Task instructions
Write out each line of the listing as it stands, without the images.

--- start Records provided ---

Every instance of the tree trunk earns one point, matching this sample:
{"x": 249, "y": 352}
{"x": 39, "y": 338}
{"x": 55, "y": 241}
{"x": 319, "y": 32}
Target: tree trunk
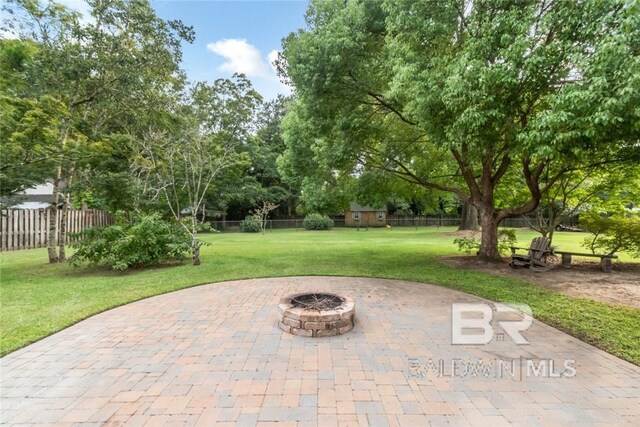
{"x": 489, "y": 241}
{"x": 468, "y": 217}
{"x": 53, "y": 223}
{"x": 195, "y": 251}
{"x": 195, "y": 244}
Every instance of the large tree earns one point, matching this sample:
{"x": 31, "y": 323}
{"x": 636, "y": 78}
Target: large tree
{"x": 504, "y": 93}
{"x": 102, "y": 71}
{"x": 182, "y": 165}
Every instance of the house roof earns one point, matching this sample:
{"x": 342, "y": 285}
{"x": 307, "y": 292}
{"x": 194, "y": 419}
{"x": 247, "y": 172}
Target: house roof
{"x": 354, "y": 207}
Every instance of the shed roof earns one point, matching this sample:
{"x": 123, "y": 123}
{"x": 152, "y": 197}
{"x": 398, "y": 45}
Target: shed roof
{"x": 354, "y": 207}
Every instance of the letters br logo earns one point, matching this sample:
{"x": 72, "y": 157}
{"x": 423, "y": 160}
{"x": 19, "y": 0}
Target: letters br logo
{"x": 472, "y": 323}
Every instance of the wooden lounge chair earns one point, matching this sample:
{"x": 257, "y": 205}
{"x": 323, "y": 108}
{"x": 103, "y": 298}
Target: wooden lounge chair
{"x": 536, "y": 257}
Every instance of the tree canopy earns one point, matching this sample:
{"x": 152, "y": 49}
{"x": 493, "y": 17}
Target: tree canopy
{"x": 470, "y": 97}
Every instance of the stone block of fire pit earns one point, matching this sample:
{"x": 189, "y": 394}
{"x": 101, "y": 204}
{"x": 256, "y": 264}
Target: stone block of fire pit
{"x": 316, "y": 314}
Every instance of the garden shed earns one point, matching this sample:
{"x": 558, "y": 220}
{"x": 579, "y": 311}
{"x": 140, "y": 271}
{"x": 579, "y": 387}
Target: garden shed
{"x": 358, "y": 215}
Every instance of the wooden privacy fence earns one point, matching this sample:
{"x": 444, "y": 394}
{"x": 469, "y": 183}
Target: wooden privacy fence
{"x": 29, "y": 228}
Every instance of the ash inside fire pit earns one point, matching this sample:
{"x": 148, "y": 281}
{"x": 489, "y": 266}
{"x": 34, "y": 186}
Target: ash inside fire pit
{"x": 316, "y": 314}
{"x": 316, "y": 301}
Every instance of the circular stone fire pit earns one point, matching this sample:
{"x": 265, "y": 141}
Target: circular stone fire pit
{"x": 316, "y": 314}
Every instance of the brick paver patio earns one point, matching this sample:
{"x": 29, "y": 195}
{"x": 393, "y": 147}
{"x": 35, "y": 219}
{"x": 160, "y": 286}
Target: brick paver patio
{"x": 215, "y": 354}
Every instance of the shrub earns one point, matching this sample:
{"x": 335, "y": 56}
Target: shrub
{"x": 471, "y": 245}
{"x": 148, "y": 240}
{"x": 612, "y": 234}
{"x": 316, "y": 221}
{"x": 251, "y": 224}
{"x": 201, "y": 227}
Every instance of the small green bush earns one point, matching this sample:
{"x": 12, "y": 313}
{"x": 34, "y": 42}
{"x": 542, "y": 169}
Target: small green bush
{"x": 316, "y": 221}
{"x": 201, "y": 227}
{"x": 611, "y": 234}
{"x": 148, "y": 240}
{"x": 251, "y": 224}
{"x": 471, "y": 245}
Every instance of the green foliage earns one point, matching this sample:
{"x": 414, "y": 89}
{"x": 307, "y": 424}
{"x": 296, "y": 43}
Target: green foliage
{"x": 147, "y": 241}
{"x": 477, "y": 98}
{"x": 315, "y": 221}
{"x": 471, "y": 245}
{"x": 610, "y": 234}
{"x": 51, "y": 297}
{"x": 201, "y": 227}
{"x": 251, "y": 224}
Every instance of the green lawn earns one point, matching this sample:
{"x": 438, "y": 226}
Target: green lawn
{"x": 39, "y": 299}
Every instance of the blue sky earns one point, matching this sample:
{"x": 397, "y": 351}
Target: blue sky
{"x": 231, "y": 36}
{"x": 235, "y": 36}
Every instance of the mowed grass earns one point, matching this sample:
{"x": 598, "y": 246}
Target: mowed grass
{"x": 38, "y": 299}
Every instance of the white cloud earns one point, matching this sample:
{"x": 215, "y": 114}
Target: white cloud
{"x": 243, "y": 57}
{"x": 240, "y": 57}
{"x": 273, "y": 56}
{"x": 80, "y": 6}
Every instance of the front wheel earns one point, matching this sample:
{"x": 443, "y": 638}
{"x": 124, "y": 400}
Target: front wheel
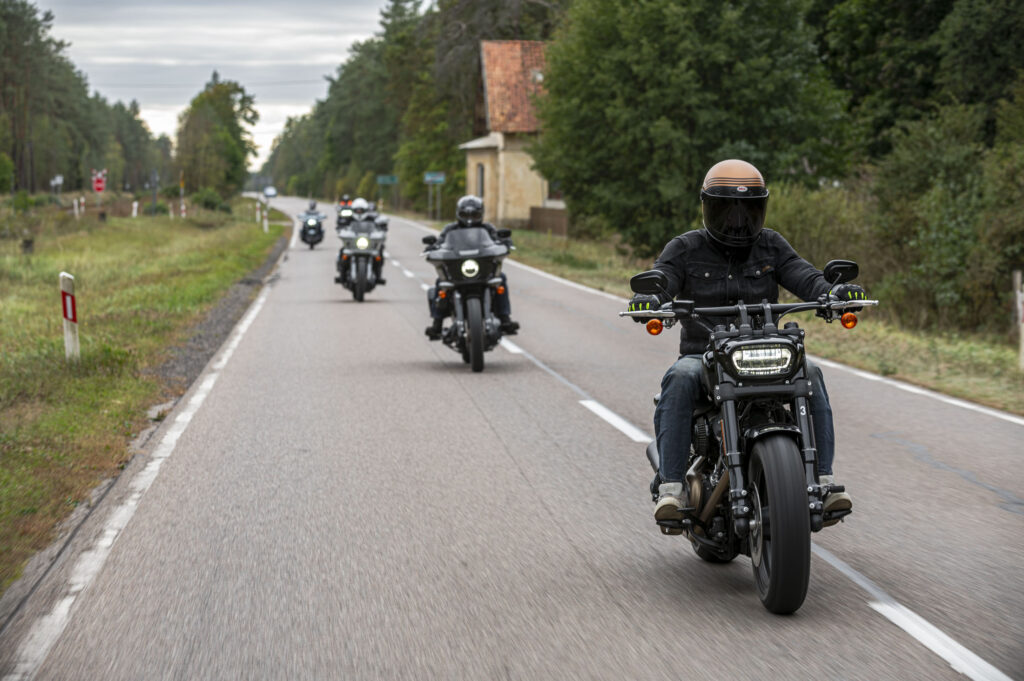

--- end Records provided ---

Solution
Every instance of the tree trunk earns one point, matching this sample:
{"x": 249, "y": 352}
{"x": 39, "y": 338}
{"x": 55, "y": 241}
{"x": 319, "y": 32}
Target: tree trunk
{"x": 489, "y": 241}
{"x": 468, "y": 217}
{"x": 53, "y": 223}
{"x": 195, "y": 251}
{"x": 195, "y": 244}
Every instance of the large tree earns one point, matching this sample:
{"x": 31, "y": 323}
{"x": 636, "y": 78}
Target: large tree
{"x": 504, "y": 93}
{"x": 102, "y": 71}
{"x": 182, "y": 165}
Every instance of the house roof earns one point, matching this sample:
{"x": 342, "y": 285}
{"x": 307, "y": 292}
{"x": 194, "y": 419}
{"x": 247, "y": 172}
Target: house roof
{"x": 354, "y": 207}
Every instance of the shed roof earns one point, matching this sample:
{"x": 123, "y": 123}
{"x": 152, "y": 197}
{"x": 398, "y": 45}
Target: shed roof
{"x": 354, "y": 207}
Every instance of the letters br logo earns one point, matching this sample:
{"x": 72, "y": 157}
{"x": 423, "y": 160}
{"x": 19, "y": 0}
Target: letters br logo
{"x": 472, "y": 323}
Every instance of the wooden lounge chair earns one point, matching this sample:
{"x": 257, "y": 205}
{"x": 323, "y": 108}
{"x": 103, "y": 298}
Target: wooden lounge chair
{"x": 536, "y": 257}
Every instance of the tree canopy earns one point, matching this sample:
{"x": 152, "y": 49}
{"x": 493, "y": 17}
Target: tree canopy
{"x": 470, "y": 97}
Every instance of the stone block of fire pit earns one point, matching this sample:
{"x": 189, "y": 394}
{"x": 101, "y": 204}
{"x": 256, "y": 264}
Target: stone block of fire pit
{"x": 316, "y": 314}
Every instance of the garden shed earns one point, matching this sample:
{"x": 558, "y": 220}
{"x": 579, "y": 311}
{"x": 140, "y": 271}
{"x": 579, "y": 387}
Target: garden shed
{"x": 358, "y": 215}
Every instance of the wooden privacy fence earns one point, matching this sample:
{"x": 444, "y": 394}
{"x": 469, "y": 183}
Target: wooden privacy fence
{"x": 29, "y": 228}
Every instance of the ash inside fire pit earns one point, matching this sample:
{"x": 148, "y": 281}
{"x": 489, "y": 266}
{"x": 34, "y": 186}
Target: ash inside fire pit
{"x": 316, "y": 314}
{"x": 316, "y": 301}
Every instance of the circular stone fire pit earns one point, matching this sample:
{"x": 265, "y": 141}
Target: circular stone fire pit
{"x": 316, "y": 314}
Every instance of the brick paver patio earns one point, matching this sample:
{"x": 29, "y": 195}
{"x": 393, "y": 147}
{"x": 35, "y": 219}
{"x": 160, "y": 286}
Target: brick paver patio
{"x": 215, "y": 354}
Every instance of the shrub earns one point, matching this sample:
{"x": 335, "y": 56}
Target: shrub
{"x": 471, "y": 245}
{"x": 148, "y": 240}
{"x": 612, "y": 234}
{"x": 316, "y": 221}
{"x": 251, "y": 224}
{"x": 201, "y": 227}
Every instance of the small green bush earns one point, matching this sample:
{"x": 12, "y": 313}
{"x": 34, "y": 42}
{"x": 542, "y": 169}
Target: small green bush
{"x": 316, "y": 221}
{"x": 201, "y": 227}
{"x": 611, "y": 234}
{"x": 148, "y": 240}
{"x": 251, "y": 224}
{"x": 471, "y": 245}
Every instance of the green foliage earns one point, matching this sample:
{"x": 414, "y": 89}
{"x": 307, "y": 424}
{"x": 296, "y": 43}
Target: green foliage
{"x": 147, "y": 241}
{"x": 477, "y": 98}
{"x": 315, "y": 221}
{"x": 471, "y": 245}
{"x": 610, "y": 234}
{"x": 51, "y": 297}
{"x": 201, "y": 227}
{"x": 251, "y": 224}
Every instance of the green lawn earns one point, matching this sample:
{"x": 438, "y": 226}
Target: green lawn
{"x": 39, "y": 299}
Every instance of the blue sky earns one point, matching this sample:
{"x": 397, "y": 351}
Target: blue sky
{"x": 231, "y": 36}
{"x": 235, "y": 36}
Every instance of the mowed grass earns one point, matching this sample:
{"x": 598, "y": 246}
Target: mowed grass
{"x": 38, "y": 299}
Every instance of the white cloud earns one point, matching this sample:
{"x": 215, "y": 114}
Target: white cloud
{"x": 243, "y": 57}
{"x": 240, "y": 57}
{"x": 273, "y": 56}
{"x": 80, "y": 6}
Every instance of the front wheel earns one point, matching this sample:
{"x": 443, "y": 638}
{"x": 124, "y": 400}
Target: front wheel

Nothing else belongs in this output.